* **Indicación A**
Según el fragmento sobre el castillo de Bob Nippolt, ¿en qué año empezó él a construirlo?

Retirado del ejército y de una segunda carrera como piloto de aviones comerciales, Bob Nippolt tiene una mata de pelo blanco. Es una figura menuda con vaqueros, zapatillas de tenis y gafas de montura negra. En la actualidad, después de subir las escaleras del castillo durante años, camina con las piernas un poco agarrotadas. Sus antepasados eran irlandeses y él toca la gaita. En las noches de verano duerme al raso en la terraza del castillo que da al río.
En un aparador de la sala de estar de su castillo tiene una fotografía enmarcada en blanco y negro. La fotografía muestra un edificio de piedra sin pulimentar.
—Mi bisabuelo vino de Cork, Irlanda —dice Bob con la fotografía en la mano—, y se construyó esta casa de piedra en Dakota del Norte. Debió de llegar allí en la década de mil ochocientos setenta. Ahora está en ruinas, pero la sociedad histórica está intentando reconstruirla.
Sobre su propio proyecto de construcción, Bob dice:
—No sé por qué quise construir un castillo. Simplemente vi algunas fotografías de torres de entrada. También había visto algunas torres de entrada en Irlanda y Escocia y se me ocurrió que sería divertido. Luego me dejé llevar. Me volví loco.
Empezando en 1988, construyó su castillo de cuatrocientos ochenta metros cuadrados con bloques de cemento sin pulimentar. Con cuatro pisos de altura más sótano, las paredes tienen medio metro de grosor y se componen de dos hileras de bloques de veinte centímetros de grosor con un espacio de unos diez centímetros entre ambas. A modo de apoyo, una reja de dos centímetros de barras de refuerzo de acero sostiene ambas paredes y una de cada tres hileras de bloques es una tira de hormigón sólido. A modo de aislamiento, el interior hueco de las paredes está lleno de vermiculita. El hueco de diez centímetros también alberga los conductos para los cables eléctricos y las tuberías.
Igual que el castillo de Roger DeClements, el calor viene de agua que hierve en una caldera en el sótano y es conducida por tuberías bajo el suelo de cemento.

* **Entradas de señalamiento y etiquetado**

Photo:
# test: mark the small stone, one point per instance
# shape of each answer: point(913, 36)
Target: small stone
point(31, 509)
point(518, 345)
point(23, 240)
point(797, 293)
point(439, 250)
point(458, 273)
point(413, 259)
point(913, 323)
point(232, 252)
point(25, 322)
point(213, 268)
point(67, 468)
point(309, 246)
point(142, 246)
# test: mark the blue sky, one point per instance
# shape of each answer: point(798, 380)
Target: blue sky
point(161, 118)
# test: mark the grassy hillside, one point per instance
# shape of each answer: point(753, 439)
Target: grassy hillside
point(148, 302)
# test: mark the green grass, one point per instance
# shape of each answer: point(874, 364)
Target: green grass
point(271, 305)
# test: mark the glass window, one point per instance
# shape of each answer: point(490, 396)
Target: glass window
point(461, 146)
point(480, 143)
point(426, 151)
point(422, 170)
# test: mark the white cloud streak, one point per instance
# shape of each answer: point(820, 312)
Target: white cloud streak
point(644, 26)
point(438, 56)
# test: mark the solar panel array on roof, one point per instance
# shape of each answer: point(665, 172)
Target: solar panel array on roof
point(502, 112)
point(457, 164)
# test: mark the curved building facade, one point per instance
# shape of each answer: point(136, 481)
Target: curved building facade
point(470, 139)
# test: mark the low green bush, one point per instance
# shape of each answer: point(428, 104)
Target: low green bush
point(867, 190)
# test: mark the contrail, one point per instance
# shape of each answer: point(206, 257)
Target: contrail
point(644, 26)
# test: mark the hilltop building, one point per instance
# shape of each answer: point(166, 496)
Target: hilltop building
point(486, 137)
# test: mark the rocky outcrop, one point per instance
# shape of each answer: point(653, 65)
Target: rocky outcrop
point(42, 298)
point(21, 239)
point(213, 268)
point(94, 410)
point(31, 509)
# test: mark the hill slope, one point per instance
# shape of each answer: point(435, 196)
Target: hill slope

* **Indicación B**
Reescribe el tramo de los registros que va desde el comienzo de los registros hasta la línea que contiene "point(470, 139)", ambos extremos incluidos, sustituyendo "small stone" por "pebble" y sin cambiar nada más.

* **Respuesta del ejercicio A**
En 1988.

* **Respuesta del ejercicio B**
Photo:
# test: mark the pebble, one point per instance
# shape of each answer: point(913, 36)
Target: pebble
point(31, 509)
point(518, 345)
point(23, 240)
point(797, 293)
point(439, 250)
point(458, 273)
point(413, 259)
point(913, 323)
point(232, 252)
point(25, 322)
point(213, 268)
point(67, 468)
point(309, 246)
point(142, 246)
# test: mark the blue sky, one point per instance
# shape of each answer: point(798, 380)
Target: blue sky
point(161, 118)
# test: mark the grassy hillside, one point per instance
# shape of each answer: point(753, 439)
Target: grassy hillside
point(148, 302)
# test: mark the green grass, one point per instance
# shape of each answer: point(874, 364)
Target: green grass
point(271, 305)
# test: mark the glass window, one point per instance
# shape of each answer: point(490, 396)
Target: glass window
point(461, 146)
point(480, 143)
point(426, 151)
point(422, 170)
# test: mark the white cloud streak, one point per instance
# shape of each answer: point(820, 312)
Target: white cloud streak
point(644, 26)
point(438, 56)
# test: mark the solar panel array on roof, one point per instance
# shape of each answer: point(665, 172)
Target: solar panel array on roof
point(502, 112)
point(457, 164)
# test: mark the curved building facade, one point per instance
# shape of each answer: point(136, 481)
Target: curved building facade
point(470, 139)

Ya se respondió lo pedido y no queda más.